[Document excerpt]
Reformers will not give up in Iran

Despite the brutal crackdown by Khamenei, Ahmadinejad and their fascist thugs, the reform movement is united in opposition to the Iranian government.

Iran’s reformist opposition on Wednesday delivered a co-­ordinated message to Iranians, declaring the government of Mahmoud Ahmadi-Nejad illegitimate and encouraging supporters to challenge it.

A statement by Mir­ Hossein Moussavi, the opposition leader who says the June 12 election was rigged in favour of the hardline Mr Ahmadi-Nejad, followed similarly defiant calls by Mosharekat, Iran’s largest reformist party, and Mehdi Karroubi, the second reformist candidate.

Mohammad Khatami, the former reformist president and a strong supporter of Mr Moussavi, also joined the chorus warning that the regime, with its “poisonous propaganda” against protesters and its security crackdown, was waging a “velvet revolution” against the “people and the system’s republicanism”.

The concerted effort came two days after the Guardian Council, the constitutional watchdog dominated by hardliners, confirmed the election result. It underlines the determination of the opposition to undermine Mr Ahmadi-Nejad’s presidency.

A huge security crackdown has restricted the opposition’s ability to organise protests, but the refusal of reformist leaders to accept the election result could discourage western governments from dealing with Mr Ahmadi-Nejad.

“From now on we have a government which will be in the worst conditions in terms of its relations with people because the majority of society – and I am one of them – will not accept its political legitimacy,” Mr Moussavi said.

Hopefully their courage and determination will be rewarded.

“Join us!”

Roger Cohen has a stunning piece about the fighting in Iran, and the bravery or ordinary Iranians fighting their brutal regime.

The Iranian police commander, in green uniform, walked up Komak Hospital Alley with arms raised and his small unit at his side. “I swear to God,” he shouted at the protesters facing him, “I have children, I have a wife, I don’t want to beat people. Please go home.”

A man at my side threw a rock at him. The commander, unflinching, continued to plead. There were chants of “Join us! Join us!” The unit retreated toward Revolution Street, where vast crowds eddied back and forth confronted by baton-wielding Basij militia and black-clad riot police officers on motorbikes.

Dark smoke billowed over this vast city in the late afternoon. Motorbikes were set on fire, sending bursts of bright flame skyward. Ayatollah Ali Khamenei, the supreme leader, had used his Friday sermon to declare high noon in Tehran, warning of “bloodshed and chaos” if protests over a disputed election persisted.

He got both on Saturday — and saw the hitherto sacrosanct authority of his office challenged as never before since the 1979 revolution birthed the Islamic Republic and conceived for it a leadership post standing at the very flank of the Prophet. A multitude of Iranians took their fight through a holy breach on Saturday from which there appears to be scant turning back.

Cohen believes that the momentum is with the protesters.

[Listed entries]
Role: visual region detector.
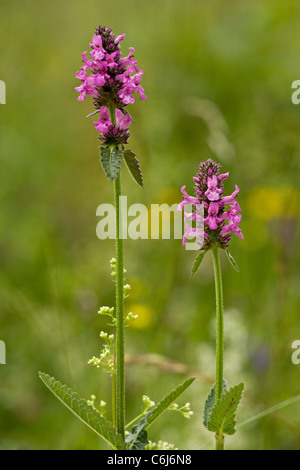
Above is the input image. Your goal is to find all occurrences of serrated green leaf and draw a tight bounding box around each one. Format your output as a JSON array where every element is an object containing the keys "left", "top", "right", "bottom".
[
  {"left": 191, "top": 251, "right": 206, "bottom": 278},
  {"left": 225, "top": 250, "right": 240, "bottom": 273},
  {"left": 203, "top": 379, "right": 227, "bottom": 428},
  {"left": 146, "top": 377, "right": 195, "bottom": 428},
  {"left": 126, "top": 377, "right": 195, "bottom": 450},
  {"left": 39, "top": 372, "right": 126, "bottom": 450},
  {"left": 100, "top": 146, "right": 123, "bottom": 181},
  {"left": 207, "top": 383, "right": 244, "bottom": 435},
  {"left": 124, "top": 150, "right": 144, "bottom": 188}
]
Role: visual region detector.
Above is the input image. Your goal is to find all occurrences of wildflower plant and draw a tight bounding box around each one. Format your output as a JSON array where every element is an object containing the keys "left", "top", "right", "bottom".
[
  {"left": 39, "top": 26, "right": 194, "bottom": 450},
  {"left": 178, "top": 160, "right": 244, "bottom": 450}
]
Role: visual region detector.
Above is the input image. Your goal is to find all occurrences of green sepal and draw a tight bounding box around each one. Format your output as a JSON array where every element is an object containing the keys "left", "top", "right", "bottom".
[
  {"left": 124, "top": 150, "right": 144, "bottom": 189},
  {"left": 207, "top": 383, "right": 245, "bottom": 435},
  {"left": 39, "top": 372, "right": 126, "bottom": 450},
  {"left": 225, "top": 250, "right": 240, "bottom": 273},
  {"left": 99, "top": 145, "right": 124, "bottom": 181},
  {"left": 191, "top": 251, "right": 206, "bottom": 278}
]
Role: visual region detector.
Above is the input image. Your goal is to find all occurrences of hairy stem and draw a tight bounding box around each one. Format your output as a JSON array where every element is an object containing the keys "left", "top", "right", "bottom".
[
  {"left": 114, "top": 173, "right": 125, "bottom": 437},
  {"left": 212, "top": 247, "right": 224, "bottom": 450}
]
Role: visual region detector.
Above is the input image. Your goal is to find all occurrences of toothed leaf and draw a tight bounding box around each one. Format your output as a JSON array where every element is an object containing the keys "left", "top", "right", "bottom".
[
  {"left": 39, "top": 372, "right": 126, "bottom": 450},
  {"left": 203, "top": 379, "right": 227, "bottom": 428},
  {"left": 100, "top": 146, "right": 123, "bottom": 181},
  {"left": 124, "top": 150, "right": 144, "bottom": 188},
  {"left": 207, "top": 383, "right": 244, "bottom": 435}
]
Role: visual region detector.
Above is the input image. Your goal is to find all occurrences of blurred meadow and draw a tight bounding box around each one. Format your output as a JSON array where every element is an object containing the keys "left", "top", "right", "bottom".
[{"left": 0, "top": 0, "right": 300, "bottom": 450}]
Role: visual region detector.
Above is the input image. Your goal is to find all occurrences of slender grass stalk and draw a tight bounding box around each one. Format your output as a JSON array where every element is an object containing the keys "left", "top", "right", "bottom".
[
  {"left": 109, "top": 103, "right": 125, "bottom": 437},
  {"left": 114, "top": 173, "right": 125, "bottom": 437},
  {"left": 212, "top": 246, "right": 224, "bottom": 450}
]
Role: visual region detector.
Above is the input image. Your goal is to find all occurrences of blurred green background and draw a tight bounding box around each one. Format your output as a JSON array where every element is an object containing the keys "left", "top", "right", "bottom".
[{"left": 0, "top": 0, "right": 300, "bottom": 449}]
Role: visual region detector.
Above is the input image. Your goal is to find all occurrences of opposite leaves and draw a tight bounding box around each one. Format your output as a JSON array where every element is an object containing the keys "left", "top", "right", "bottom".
[
  {"left": 124, "top": 150, "right": 144, "bottom": 188},
  {"left": 39, "top": 372, "right": 126, "bottom": 450}
]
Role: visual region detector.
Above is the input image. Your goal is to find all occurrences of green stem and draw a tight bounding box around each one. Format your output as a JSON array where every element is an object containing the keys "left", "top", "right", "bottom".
[
  {"left": 212, "top": 246, "right": 224, "bottom": 450},
  {"left": 114, "top": 173, "right": 125, "bottom": 437},
  {"left": 125, "top": 411, "right": 147, "bottom": 429},
  {"left": 215, "top": 433, "right": 224, "bottom": 450}
]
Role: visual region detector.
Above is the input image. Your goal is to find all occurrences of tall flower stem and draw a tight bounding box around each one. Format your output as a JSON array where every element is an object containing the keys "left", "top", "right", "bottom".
[
  {"left": 212, "top": 246, "right": 224, "bottom": 450},
  {"left": 114, "top": 173, "right": 125, "bottom": 437}
]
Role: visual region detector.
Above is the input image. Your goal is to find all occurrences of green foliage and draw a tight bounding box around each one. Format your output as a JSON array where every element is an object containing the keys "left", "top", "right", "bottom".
[
  {"left": 126, "top": 377, "right": 195, "bottom": 450},
  {"left": 100, "top": 146, "right": 123, "bottom": 181},
  {"left": 124, "top": 150, "right": 144, "bottom": 188},
  {"left": 191, "top": 251, "right": 206, "bottom": 278},
  {"left": 39, "top": 372, "right": 125, "bottom": 450},
  {"left": 203, "top": 379, "right": 227, "bottom": 428},
  {"left": 207, "top": 383, "right": 244, "bottom": 435},
  {"left": 225, "top": 250, "right": 240, "bottom": 273}
]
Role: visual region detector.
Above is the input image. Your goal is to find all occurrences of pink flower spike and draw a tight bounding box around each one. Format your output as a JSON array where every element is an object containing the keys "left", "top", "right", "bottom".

[Exercise set]
1: In the text on Iran's reformers, which body confirmed the election result?
2: Copy word for word the part of the text on Iran's reformers that opens with the words containing "Mohammad Khatami, the" and closes with "with Mr Ahmadi-Nejad.".
3: Put this sentence from the text on Iran's reformers into Spanish: "Dark smoke billowed over this vast city in the late afternoon."

[Task answers]
1: The Guardian Council, the hardliner-dominated constitutional watchdog, confirmed it.

2:
Mohammad Khatami, the former reformist president and a strong supporter of Mr Moussavi, also joined the chorus warning that the regime, with its “poisonous propaganda” against protesters and its security crackdown, was waging a “velvet revolution” against the “people and the system’s republicanism”.

The concerted effort came two days after the Guardian Council, the constitutional watchdog dominated by hardliners, confirmed the election result. It underlines the determination of the opposition to undermine Mr Ahmadi-Nejad’s presidency.

A huge security crackdown has restricted the opposition’s ability to organise protests, but the refusal of reformist leaders to accept the election result could discourage western governments from dealing with Mr Ahmadi-Nejad.

3: Un humo oscuro se elevaba sobre esta vasta ciudad al final de la tarde.